• [ÉNONCÉ A]:
Comptez les lignes des entrées qui contiennent le mot « slope ». Donnez seulement ce nombre.

• [TEXTE À LIRE]:
----

Le Rassemblement national est arrivé en tête dans 17 des 28 circonscriptions des cinq départements d'Aquitaine. Montée des idées de l'extrême droite ou vote "attrape-tout", consignes peu lisibles, stratégies politiciennes, voici ce que l'on peut retenir de ce premier tour.
Ce 30 juin, les électeurs français ont massivement voté Rassemblement national. Le parti d'extrême droite, avec ses alliés a obtenu 33,13 % des voix à l'échelle nationale. Une percée, remarquée déjà lors des élections européennes, qui se confirme à l'occasion de ce scrutin, même avec une forte participation.

----

• [MATÉRIEL]:
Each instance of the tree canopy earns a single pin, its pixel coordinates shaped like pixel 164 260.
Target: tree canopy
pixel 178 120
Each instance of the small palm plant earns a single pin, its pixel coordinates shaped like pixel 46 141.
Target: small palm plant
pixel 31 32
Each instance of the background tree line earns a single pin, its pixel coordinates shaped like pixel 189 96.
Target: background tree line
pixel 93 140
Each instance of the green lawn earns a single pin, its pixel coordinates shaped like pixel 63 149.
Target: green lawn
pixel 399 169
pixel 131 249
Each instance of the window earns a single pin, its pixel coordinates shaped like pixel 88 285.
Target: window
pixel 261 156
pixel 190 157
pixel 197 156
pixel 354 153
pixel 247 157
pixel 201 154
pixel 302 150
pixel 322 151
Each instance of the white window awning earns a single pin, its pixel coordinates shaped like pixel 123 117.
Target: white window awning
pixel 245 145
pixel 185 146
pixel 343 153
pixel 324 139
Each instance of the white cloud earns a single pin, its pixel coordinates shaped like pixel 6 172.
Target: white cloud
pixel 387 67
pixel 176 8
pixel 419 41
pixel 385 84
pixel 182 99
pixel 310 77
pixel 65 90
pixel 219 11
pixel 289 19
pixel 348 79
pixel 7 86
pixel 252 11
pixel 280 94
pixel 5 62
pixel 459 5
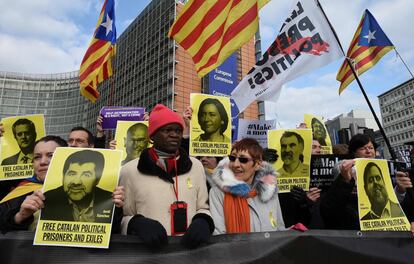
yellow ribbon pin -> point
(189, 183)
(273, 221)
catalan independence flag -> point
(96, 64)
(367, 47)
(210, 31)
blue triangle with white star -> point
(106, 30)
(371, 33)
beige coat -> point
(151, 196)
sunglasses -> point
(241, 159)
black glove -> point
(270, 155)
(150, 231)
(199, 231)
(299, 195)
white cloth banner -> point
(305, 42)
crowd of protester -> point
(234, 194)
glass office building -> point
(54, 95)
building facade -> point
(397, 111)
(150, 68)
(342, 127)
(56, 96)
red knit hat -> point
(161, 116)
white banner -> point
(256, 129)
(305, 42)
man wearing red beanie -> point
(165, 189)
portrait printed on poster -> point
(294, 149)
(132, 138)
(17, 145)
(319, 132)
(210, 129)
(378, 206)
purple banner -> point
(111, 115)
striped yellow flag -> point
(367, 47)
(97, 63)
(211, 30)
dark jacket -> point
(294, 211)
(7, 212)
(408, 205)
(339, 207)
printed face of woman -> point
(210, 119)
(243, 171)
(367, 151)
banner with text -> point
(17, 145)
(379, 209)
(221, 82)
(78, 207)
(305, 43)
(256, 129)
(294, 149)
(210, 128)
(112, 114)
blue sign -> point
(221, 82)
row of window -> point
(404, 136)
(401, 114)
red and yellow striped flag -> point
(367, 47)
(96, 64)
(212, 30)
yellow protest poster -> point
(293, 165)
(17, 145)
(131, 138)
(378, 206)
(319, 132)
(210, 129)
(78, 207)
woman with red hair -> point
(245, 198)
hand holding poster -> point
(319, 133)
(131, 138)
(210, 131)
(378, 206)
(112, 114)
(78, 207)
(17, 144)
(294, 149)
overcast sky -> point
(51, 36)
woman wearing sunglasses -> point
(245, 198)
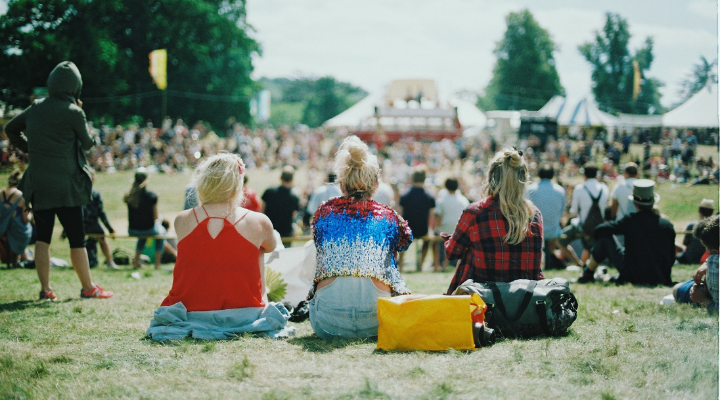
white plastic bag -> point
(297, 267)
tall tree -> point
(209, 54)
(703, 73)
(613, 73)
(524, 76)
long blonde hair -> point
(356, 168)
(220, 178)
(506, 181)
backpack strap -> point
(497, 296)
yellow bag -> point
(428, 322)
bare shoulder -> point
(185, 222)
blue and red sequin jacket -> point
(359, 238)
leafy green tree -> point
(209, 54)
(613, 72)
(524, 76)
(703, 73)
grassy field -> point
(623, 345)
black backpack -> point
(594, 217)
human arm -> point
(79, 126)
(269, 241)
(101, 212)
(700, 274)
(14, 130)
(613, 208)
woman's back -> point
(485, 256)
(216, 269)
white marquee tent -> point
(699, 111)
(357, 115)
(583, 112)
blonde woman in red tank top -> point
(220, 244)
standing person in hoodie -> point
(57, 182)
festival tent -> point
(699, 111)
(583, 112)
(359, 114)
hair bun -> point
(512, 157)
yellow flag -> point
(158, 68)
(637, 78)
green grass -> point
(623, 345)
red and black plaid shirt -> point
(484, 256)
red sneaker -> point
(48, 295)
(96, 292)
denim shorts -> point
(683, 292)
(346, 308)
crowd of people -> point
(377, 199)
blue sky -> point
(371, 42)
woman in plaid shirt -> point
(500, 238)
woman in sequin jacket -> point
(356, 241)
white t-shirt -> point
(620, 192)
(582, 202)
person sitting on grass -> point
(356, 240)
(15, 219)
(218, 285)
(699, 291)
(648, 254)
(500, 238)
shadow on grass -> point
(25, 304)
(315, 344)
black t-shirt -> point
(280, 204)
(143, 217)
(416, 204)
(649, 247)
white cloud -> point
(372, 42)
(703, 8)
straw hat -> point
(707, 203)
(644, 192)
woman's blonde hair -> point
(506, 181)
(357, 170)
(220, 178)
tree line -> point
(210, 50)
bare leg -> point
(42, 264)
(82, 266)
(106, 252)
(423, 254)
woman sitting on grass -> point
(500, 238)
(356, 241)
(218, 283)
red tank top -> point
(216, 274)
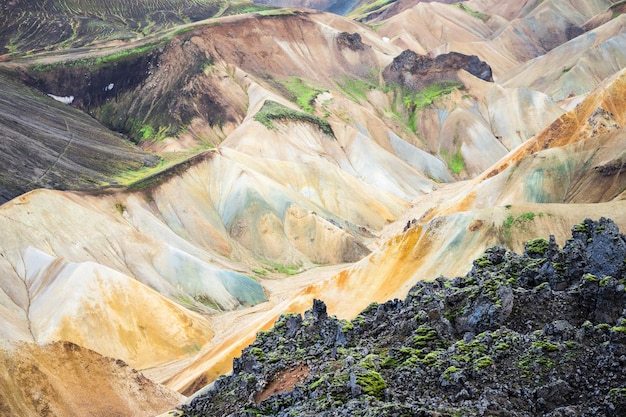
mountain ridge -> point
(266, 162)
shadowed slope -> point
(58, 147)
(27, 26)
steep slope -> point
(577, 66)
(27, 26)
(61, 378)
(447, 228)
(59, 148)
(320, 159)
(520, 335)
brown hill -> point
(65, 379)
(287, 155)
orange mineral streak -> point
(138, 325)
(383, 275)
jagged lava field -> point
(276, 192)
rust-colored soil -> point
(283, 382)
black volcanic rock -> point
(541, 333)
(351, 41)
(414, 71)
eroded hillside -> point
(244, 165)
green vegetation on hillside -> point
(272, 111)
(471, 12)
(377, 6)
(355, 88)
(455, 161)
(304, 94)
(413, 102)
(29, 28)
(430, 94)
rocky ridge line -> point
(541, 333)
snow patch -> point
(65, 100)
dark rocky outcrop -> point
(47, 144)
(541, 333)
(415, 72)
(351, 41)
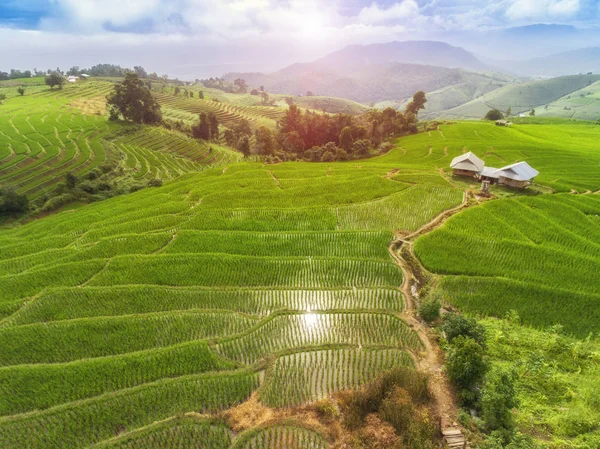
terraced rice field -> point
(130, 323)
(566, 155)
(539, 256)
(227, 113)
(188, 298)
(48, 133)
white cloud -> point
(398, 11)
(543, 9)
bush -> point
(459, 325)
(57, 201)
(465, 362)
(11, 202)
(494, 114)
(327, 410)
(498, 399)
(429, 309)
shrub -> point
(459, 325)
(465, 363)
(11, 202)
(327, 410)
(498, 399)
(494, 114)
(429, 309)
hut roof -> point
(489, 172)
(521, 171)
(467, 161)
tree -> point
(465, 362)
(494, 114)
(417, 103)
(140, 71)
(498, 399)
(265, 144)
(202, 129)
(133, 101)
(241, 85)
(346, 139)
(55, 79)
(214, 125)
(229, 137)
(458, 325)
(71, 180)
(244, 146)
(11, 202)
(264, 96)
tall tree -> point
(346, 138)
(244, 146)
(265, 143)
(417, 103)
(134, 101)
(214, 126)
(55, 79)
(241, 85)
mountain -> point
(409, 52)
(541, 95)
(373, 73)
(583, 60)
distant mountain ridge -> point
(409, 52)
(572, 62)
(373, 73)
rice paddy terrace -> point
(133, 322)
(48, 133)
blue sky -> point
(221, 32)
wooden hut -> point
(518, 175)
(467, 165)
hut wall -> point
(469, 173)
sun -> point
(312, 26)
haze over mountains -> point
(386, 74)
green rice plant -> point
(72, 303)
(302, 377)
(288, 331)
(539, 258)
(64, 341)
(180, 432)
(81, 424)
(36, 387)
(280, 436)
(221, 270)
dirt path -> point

----

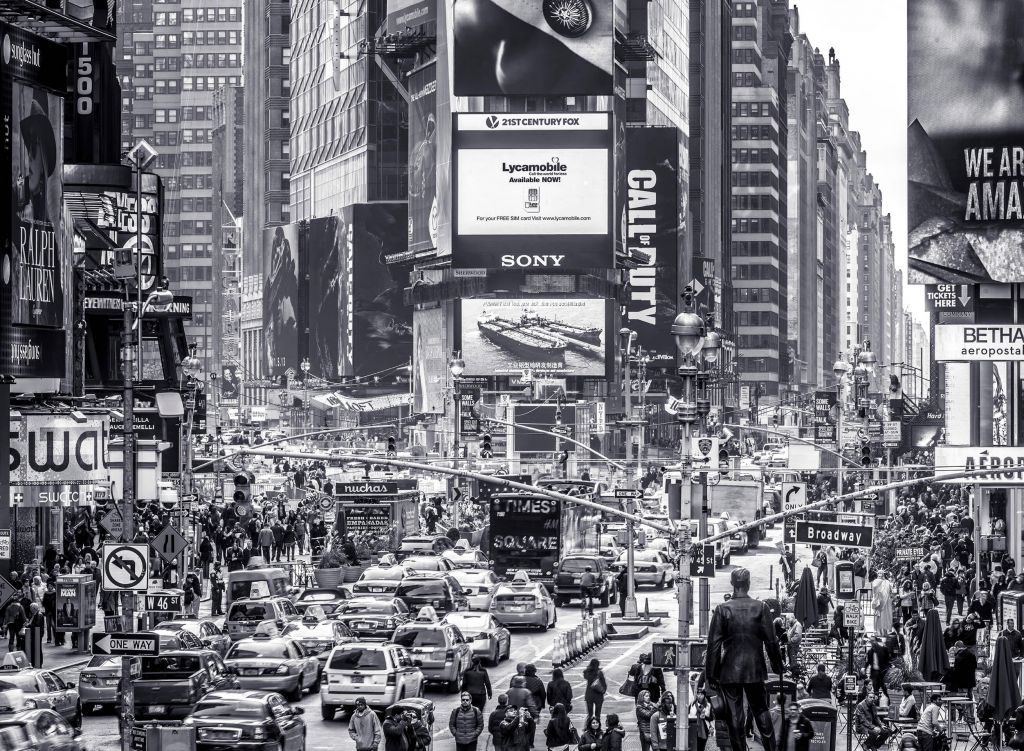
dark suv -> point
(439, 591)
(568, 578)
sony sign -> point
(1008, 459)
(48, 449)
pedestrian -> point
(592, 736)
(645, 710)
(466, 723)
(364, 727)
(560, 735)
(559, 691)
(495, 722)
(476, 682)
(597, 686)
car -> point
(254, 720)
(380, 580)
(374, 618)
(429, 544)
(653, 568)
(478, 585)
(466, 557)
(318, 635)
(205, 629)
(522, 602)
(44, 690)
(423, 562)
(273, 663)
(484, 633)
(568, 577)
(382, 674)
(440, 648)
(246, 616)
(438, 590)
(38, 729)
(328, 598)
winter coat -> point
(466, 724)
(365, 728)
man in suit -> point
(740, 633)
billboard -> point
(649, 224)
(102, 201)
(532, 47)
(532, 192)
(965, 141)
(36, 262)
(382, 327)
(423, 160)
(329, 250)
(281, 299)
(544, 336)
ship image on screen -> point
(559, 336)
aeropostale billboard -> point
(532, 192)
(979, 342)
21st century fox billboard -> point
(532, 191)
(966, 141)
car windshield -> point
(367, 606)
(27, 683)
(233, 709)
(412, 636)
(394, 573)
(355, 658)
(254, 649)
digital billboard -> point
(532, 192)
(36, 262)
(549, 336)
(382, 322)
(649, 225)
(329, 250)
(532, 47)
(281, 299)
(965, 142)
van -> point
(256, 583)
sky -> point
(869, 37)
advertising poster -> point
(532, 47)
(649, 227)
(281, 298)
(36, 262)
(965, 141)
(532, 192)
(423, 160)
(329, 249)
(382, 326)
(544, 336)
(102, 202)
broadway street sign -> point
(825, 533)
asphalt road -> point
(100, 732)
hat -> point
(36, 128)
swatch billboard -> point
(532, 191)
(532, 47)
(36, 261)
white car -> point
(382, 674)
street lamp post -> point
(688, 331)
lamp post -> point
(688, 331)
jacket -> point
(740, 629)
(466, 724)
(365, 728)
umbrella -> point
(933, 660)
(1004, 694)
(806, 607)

----

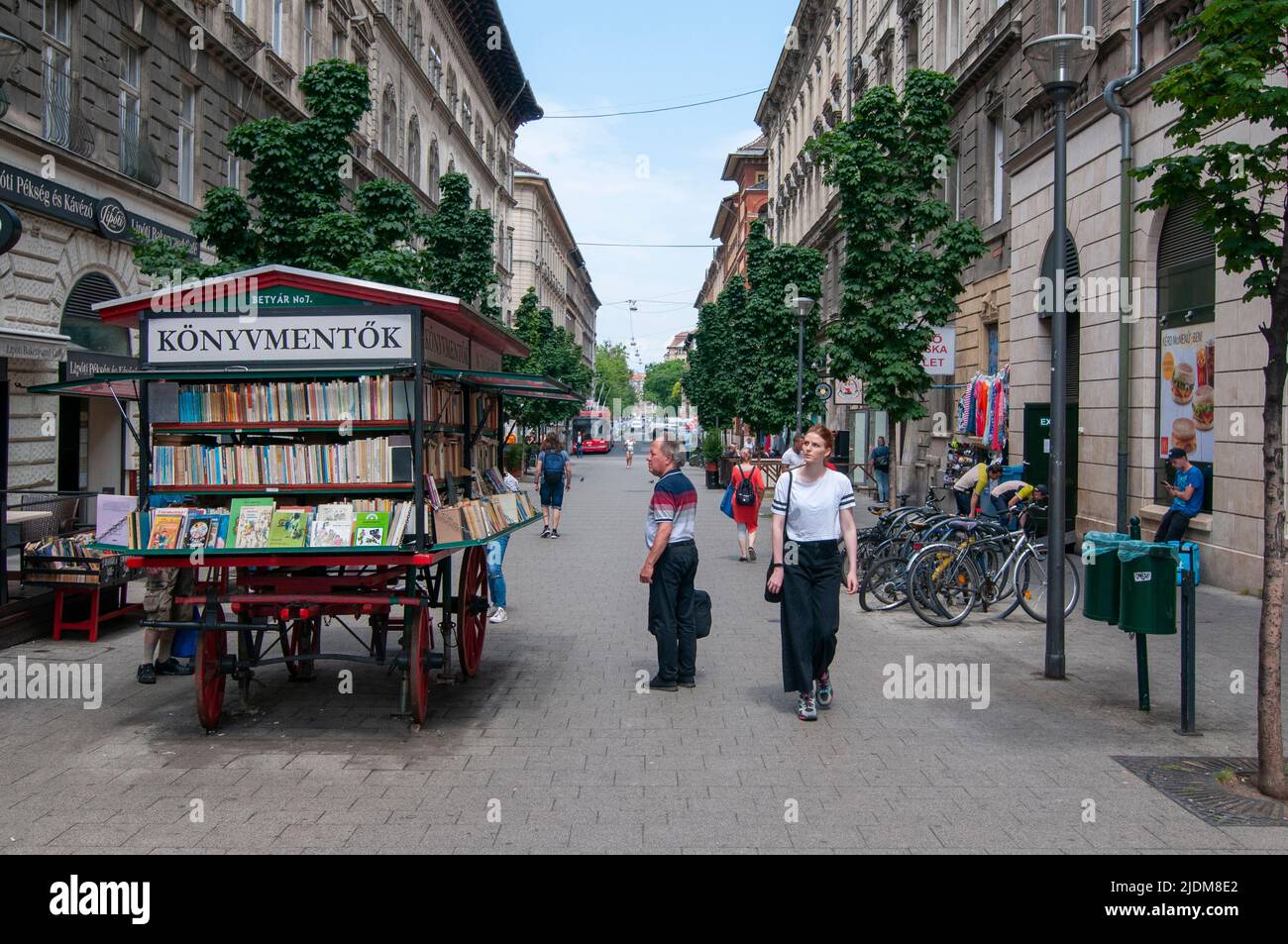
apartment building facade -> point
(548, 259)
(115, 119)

----

• [ÉNONCÉ B]:
Répondez brièvement à partir du texte à lire :
(i) Dans combien des 28 circonscriptions d'Aquitaine le Rassemblement national est-il arrivé en tête ?
(ii) Quel pourcentage des voix le parti et ses alliés ont-ils obtenu à l'échelle nationale ?
(iii) À quelle date les électeurs ont-ils voté ?

• [RÉSULTAT ATTENDU A]:
2

• [RÉSULTAT ATTENDU B]:
(i) Dans 17 circonscriptions.
(ii) 33,13 % des voix.
(iii) Le 30 juin.